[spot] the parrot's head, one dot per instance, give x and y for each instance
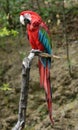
(31, 18)
(25, 19)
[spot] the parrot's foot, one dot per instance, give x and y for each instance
(19, 125)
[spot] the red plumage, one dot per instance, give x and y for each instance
(33, 31)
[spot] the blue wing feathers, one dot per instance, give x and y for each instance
(45, 40)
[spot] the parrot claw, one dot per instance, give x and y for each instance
(19, 125)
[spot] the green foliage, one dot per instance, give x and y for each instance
(5, 32)
(5, 87)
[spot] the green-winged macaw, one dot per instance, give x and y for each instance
(39, 38)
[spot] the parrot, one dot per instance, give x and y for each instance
(40, 40)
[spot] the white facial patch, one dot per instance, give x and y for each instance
(28, 16)
(22, 19)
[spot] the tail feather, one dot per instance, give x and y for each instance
(45, 82)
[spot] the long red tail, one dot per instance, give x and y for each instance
(45, 82)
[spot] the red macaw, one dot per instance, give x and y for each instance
(39, 38)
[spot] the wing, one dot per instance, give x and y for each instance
(44, 38)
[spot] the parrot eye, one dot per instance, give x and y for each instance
(27, 21)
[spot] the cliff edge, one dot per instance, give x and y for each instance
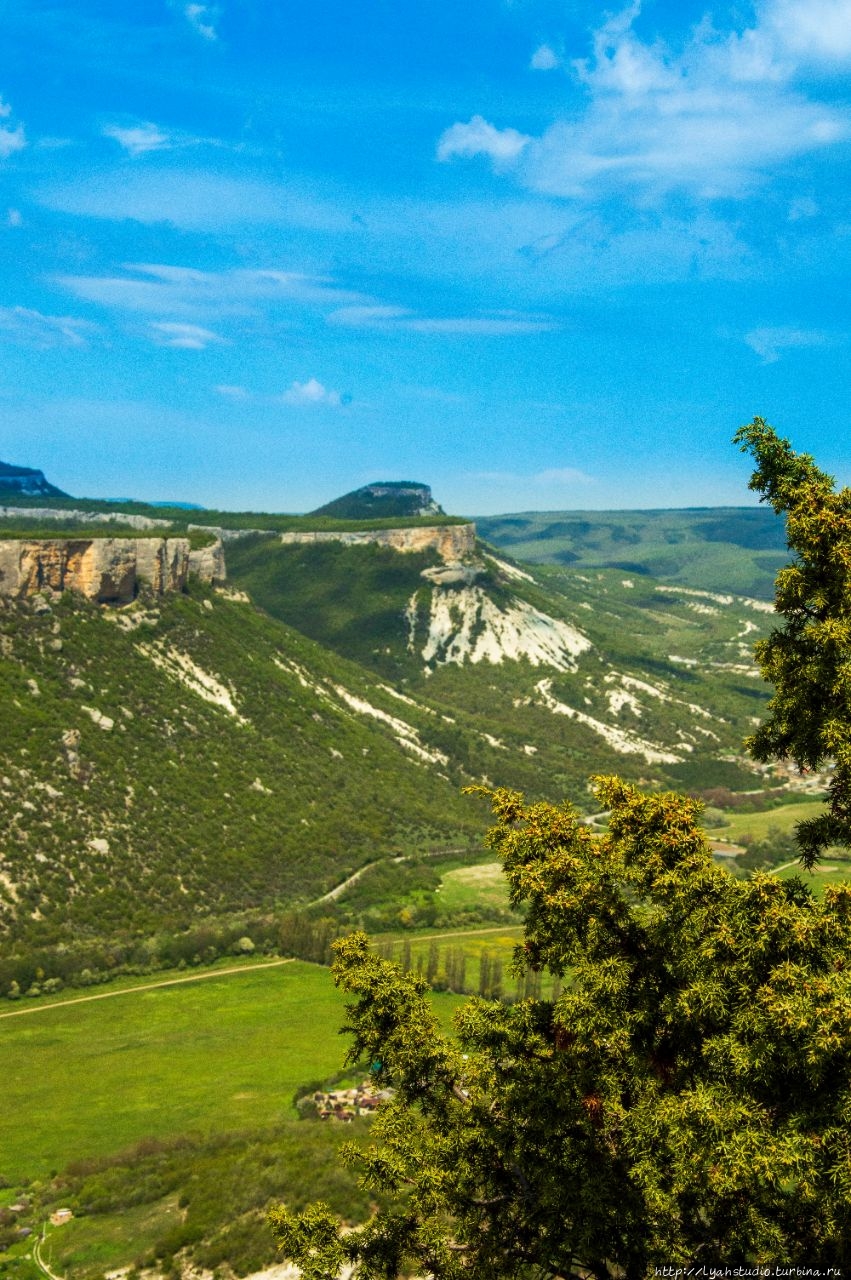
(106, 570)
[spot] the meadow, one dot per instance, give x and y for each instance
(90, 1078)
(756, 826)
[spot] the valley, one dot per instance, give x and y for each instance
(215, 777)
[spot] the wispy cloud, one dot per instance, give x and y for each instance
(232, 392)
(544, 59)
(712, 118)
(33, 329)
(479, 137)
(10, 138)
(769, 344)
(552, 478)
(182, 291)
(387, 319)
(188, 337)
(202, 18)
(311, 393)
(138, 138)
(817, 30)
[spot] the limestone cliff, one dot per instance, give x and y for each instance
(108, 570)
(453, 543)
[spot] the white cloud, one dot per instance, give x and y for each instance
(188, 337)
(232, 392)
(810, 28)
(311, 393)
(183, 291)
(714, 117)
(33, 329)
(10, 140)
(479, 137)
(562, 475)
(769, 344)
(202, 18)
(549, 479)
(803, 208)
(399, 318)
(544, 59)
(138, 138)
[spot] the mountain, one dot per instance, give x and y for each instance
(384, 498)
(24, 481)
(216, 749)
(714, 548)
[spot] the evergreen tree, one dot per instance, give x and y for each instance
(809, 658)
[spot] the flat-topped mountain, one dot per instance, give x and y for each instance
(383, 498)
(27, 481)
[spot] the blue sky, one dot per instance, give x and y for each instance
(538, 255)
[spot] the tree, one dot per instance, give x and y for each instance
(683, 1100)
(809, 658)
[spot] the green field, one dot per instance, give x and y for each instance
(91, 1078)
(756, 826)
(483, 885)
(817, 880)
(88, 1079)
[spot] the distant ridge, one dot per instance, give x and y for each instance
(27, 481)
(383, 498)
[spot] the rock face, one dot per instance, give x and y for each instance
(86, 517)
(390, 498)
(108, 570)
(28, 481)
(453, 543)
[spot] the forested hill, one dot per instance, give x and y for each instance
(251, 746)
(714, 548)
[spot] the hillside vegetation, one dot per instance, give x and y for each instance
(717, 548)
(250, 749)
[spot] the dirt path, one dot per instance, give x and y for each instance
(147, 986)
(40, 1262)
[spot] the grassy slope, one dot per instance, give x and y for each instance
(200, 810)
(353, 600)
(205, 810)
(721, 549)
(88, 1079)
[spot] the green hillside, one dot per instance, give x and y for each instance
(383, 498)
(192, 755)
(248, 749)
(715, 548)
(662, 686)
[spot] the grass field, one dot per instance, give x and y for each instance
(758, 824)
(817, 880)
(91, 1078)
(474, 886)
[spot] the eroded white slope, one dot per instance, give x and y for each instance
(622, 740)
(187, 672)
(467, 626)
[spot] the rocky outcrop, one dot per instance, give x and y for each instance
(207, 563)
(109, 570)
(453, 543)
(86, 517)
(27, 480)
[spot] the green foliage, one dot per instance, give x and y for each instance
(719, 549)
(809, 658)
(683, 1100)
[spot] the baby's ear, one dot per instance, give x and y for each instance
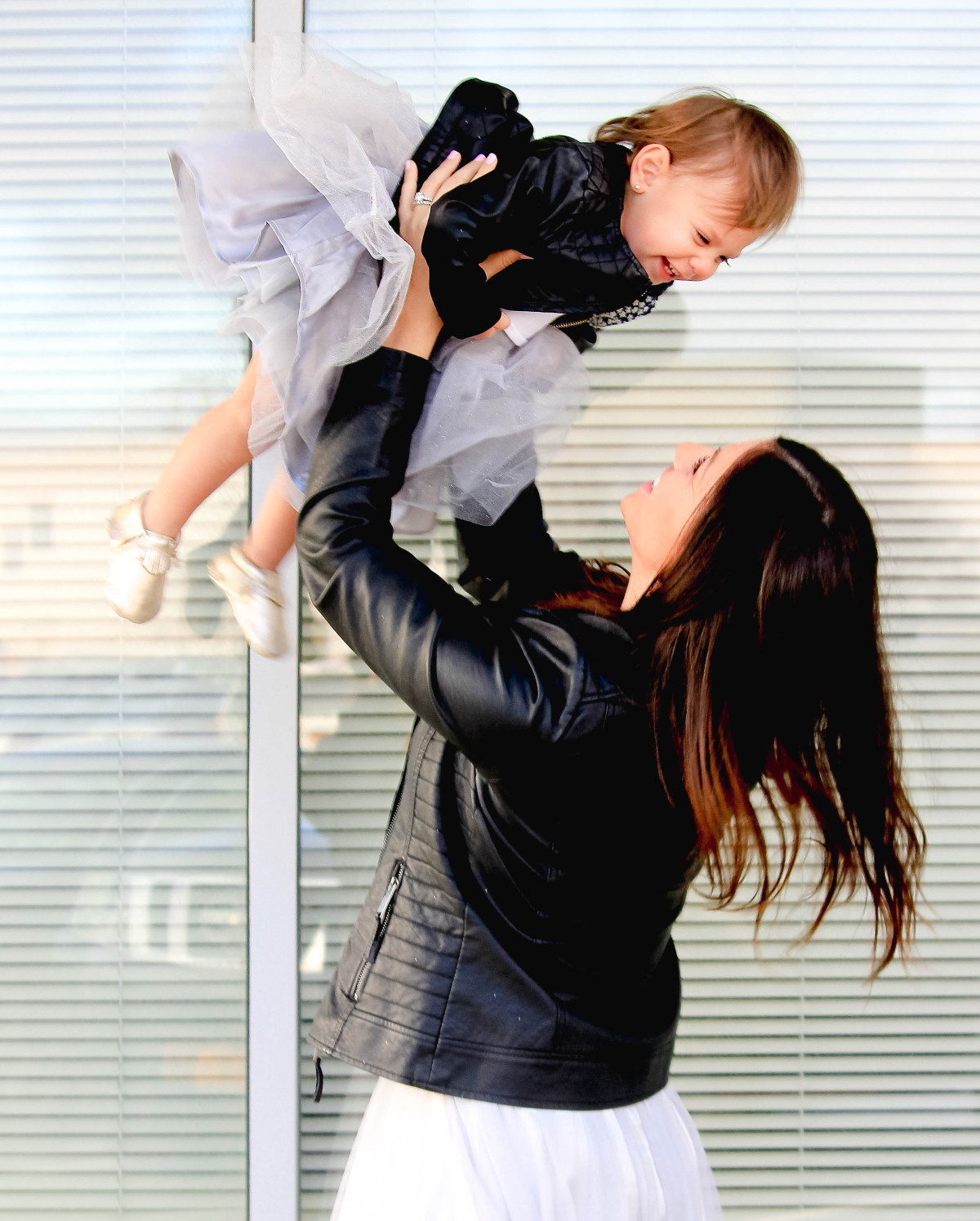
(647, 165)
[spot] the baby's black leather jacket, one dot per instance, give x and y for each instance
(555, 199)
(515, 942)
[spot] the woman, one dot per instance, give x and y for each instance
(586, 744)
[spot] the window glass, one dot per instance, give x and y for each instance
(122, 749)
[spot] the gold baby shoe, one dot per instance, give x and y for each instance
(256, 599)
(138, 563)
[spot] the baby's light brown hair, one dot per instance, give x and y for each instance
(713, 133)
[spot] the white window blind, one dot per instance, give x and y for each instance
(854, 331)
(122, 749)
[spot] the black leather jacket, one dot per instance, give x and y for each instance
(515, 944)
(555, 199)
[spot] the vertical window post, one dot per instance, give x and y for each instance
(274, 853)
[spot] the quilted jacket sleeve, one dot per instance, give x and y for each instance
(488, 678)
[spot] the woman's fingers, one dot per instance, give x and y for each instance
(499, 261)
(409, 185)
(451, 174)
(441, 175)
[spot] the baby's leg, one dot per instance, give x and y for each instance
(212, 451)
(274, 532)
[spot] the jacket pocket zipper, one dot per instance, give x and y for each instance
(382, 916)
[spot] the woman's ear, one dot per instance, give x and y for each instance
(651, 163)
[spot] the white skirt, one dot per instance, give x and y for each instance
(426, 1156)
(287, 188)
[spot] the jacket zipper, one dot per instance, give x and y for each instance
(382, 916)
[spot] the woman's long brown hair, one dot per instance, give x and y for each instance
(767, 668)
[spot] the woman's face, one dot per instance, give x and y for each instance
(657, 512)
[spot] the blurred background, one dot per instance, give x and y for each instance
(125, 751)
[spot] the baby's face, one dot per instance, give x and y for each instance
(679, 224)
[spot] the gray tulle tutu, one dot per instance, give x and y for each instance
(287, 187)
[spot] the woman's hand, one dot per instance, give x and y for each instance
(419, 325)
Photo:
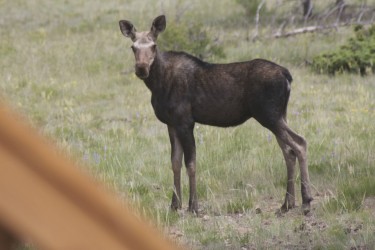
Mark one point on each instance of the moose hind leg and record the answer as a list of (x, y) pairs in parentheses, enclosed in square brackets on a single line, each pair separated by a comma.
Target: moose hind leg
[(299, 146), (305, 180), (290, 160), (176, 158)]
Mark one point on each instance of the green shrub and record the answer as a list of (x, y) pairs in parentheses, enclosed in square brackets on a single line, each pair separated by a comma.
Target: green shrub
[(192, 38), (356, 56)]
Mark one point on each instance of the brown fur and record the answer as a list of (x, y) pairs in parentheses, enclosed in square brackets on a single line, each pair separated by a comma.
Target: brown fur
[(186, 90)]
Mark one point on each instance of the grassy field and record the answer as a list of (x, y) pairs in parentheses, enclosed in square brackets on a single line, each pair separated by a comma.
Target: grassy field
[(66, 67)]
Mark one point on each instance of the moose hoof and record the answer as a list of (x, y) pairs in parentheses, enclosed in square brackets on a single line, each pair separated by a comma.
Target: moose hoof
[(193, 207), (306, 208)]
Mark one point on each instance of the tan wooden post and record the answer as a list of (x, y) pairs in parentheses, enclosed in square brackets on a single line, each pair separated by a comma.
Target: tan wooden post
[(44, 198)]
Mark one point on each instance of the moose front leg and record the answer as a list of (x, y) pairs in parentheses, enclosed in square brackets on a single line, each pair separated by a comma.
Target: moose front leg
[(186, 136), (176, 158)]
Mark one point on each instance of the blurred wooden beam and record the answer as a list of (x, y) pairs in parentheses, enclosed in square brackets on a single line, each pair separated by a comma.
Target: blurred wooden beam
[(47, 200)]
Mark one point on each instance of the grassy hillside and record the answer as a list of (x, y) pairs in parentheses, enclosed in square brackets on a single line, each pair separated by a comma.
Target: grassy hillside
[(68, 69)]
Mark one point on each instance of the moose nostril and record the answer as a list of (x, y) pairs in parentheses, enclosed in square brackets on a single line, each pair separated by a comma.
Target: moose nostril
[(141, 70)]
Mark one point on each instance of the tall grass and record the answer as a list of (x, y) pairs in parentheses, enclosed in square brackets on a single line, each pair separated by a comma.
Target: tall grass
[(67, 68)]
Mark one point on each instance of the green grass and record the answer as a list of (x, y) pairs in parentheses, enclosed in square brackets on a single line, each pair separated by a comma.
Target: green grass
[(66, 67)]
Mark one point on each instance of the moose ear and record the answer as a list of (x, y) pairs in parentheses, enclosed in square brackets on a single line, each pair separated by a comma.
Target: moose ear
[(127, 29), (158, 26)]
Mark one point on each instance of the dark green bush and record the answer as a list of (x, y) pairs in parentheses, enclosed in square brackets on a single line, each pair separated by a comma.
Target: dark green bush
[(192, 38), (356, 56)]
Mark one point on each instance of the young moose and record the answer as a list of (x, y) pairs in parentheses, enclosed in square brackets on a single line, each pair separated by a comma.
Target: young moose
[(186, 90)]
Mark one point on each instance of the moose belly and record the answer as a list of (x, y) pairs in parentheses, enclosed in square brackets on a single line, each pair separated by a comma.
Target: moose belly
[(224, 115)]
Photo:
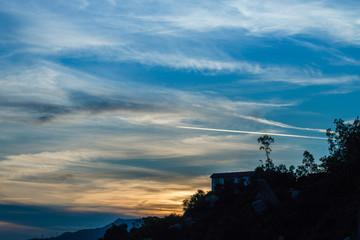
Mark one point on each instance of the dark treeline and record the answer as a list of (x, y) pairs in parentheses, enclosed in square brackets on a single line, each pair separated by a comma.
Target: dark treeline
[(315, 201)]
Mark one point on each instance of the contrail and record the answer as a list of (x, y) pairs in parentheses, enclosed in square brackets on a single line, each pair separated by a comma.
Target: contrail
[(247, 132)]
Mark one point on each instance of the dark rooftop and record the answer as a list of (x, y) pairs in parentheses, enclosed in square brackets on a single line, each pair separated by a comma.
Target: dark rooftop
[(232, 174)]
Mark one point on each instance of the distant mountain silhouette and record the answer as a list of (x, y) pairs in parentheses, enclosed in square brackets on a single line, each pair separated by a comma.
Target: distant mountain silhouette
[(89, 234)]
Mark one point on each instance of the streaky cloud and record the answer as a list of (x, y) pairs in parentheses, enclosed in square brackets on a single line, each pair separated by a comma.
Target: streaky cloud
[(249, 132), (279, 124)]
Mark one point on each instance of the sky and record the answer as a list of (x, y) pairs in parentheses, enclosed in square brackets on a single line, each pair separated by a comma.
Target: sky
[(125, 108)]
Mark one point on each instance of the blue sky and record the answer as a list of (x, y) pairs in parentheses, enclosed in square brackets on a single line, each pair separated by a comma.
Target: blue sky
[(95, 96)]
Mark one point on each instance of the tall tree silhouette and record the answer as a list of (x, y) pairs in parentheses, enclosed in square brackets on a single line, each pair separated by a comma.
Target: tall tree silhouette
[(266, 141)]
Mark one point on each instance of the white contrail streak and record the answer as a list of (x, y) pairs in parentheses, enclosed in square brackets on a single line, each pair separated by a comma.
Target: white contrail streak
[(247, 132)]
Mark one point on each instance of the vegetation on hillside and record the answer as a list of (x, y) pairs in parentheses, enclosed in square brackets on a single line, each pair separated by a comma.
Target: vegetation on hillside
[(315, 201)]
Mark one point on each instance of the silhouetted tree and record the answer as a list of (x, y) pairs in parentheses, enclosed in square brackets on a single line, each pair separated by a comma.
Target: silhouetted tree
[(344, 146), (193, 201), (309, 166), (266, 141)]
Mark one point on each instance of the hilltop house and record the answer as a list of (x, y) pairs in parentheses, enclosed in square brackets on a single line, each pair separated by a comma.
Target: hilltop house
[(235, 177)]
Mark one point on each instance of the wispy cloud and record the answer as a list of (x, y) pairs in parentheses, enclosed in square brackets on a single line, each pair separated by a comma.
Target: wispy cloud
[(279, 124), (249, 132)]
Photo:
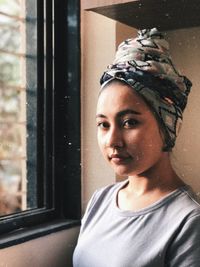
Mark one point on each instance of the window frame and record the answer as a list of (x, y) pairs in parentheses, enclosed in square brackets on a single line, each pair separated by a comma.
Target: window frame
[(58, 127)]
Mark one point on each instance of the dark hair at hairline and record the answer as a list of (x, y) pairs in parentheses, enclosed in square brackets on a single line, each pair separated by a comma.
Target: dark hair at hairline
[(160, 123)]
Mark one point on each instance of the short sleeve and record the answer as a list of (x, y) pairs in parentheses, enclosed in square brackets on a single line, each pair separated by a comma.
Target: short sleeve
[(184, 250)]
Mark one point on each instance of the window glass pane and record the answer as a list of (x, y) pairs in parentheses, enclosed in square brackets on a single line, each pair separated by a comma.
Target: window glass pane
[(18, 81)]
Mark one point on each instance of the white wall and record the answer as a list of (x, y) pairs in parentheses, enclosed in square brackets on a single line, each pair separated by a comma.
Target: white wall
[(185, 50), (98, 49), (100, 38)]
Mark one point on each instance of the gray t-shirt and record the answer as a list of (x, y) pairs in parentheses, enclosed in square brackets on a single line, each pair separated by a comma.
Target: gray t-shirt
[(166, 233)]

= = = = =

- [Required action]: Your answer should consist solely of the lines from the one containing "Target: window frame" through the last line of the listing, written out word for word.

- [Result for this exercise]:
Target: window frame
[(58, 127)]
Mark one point on each instance of the dark hair at hairline and record the answer as a list of (x, y) pairs in parentheses, enclosed in square brackets on a single line, each pair separated by a comma.
Target: dark hair at hairline
[(160, 123)]
Mark one point on each instance of the short sleeve and record the answer as a list of (x, y) pairs in parentheses, enclosed in square brackets on a single line, each pair separated by a comma.
Target: short sleeve
[(184, 250)]
Mark one point on each instance of the window glass pane and record the answer as a list of (x, y) pairs in parentheses, enclosed in square brackets on a single line, each pair separated by a comma.
Target: window glass pane
[(18, 81)]
Mark one point on each instance of the white wall and record the answer as a list of (x, y) pairs in parentheses, enclosed in square brackets on a single line, each pair separated by a comma.
Target: white wall
[(185, 50), (98, 49), (100, 38)]
Mark one point on each instance of the gray t-shirt and record the answer as a list of (x, y) pairs in parentheses, enclosed in square brackets on a single line, each pair separated by a comma.
Target: gray t-shirt
[(166, 233)]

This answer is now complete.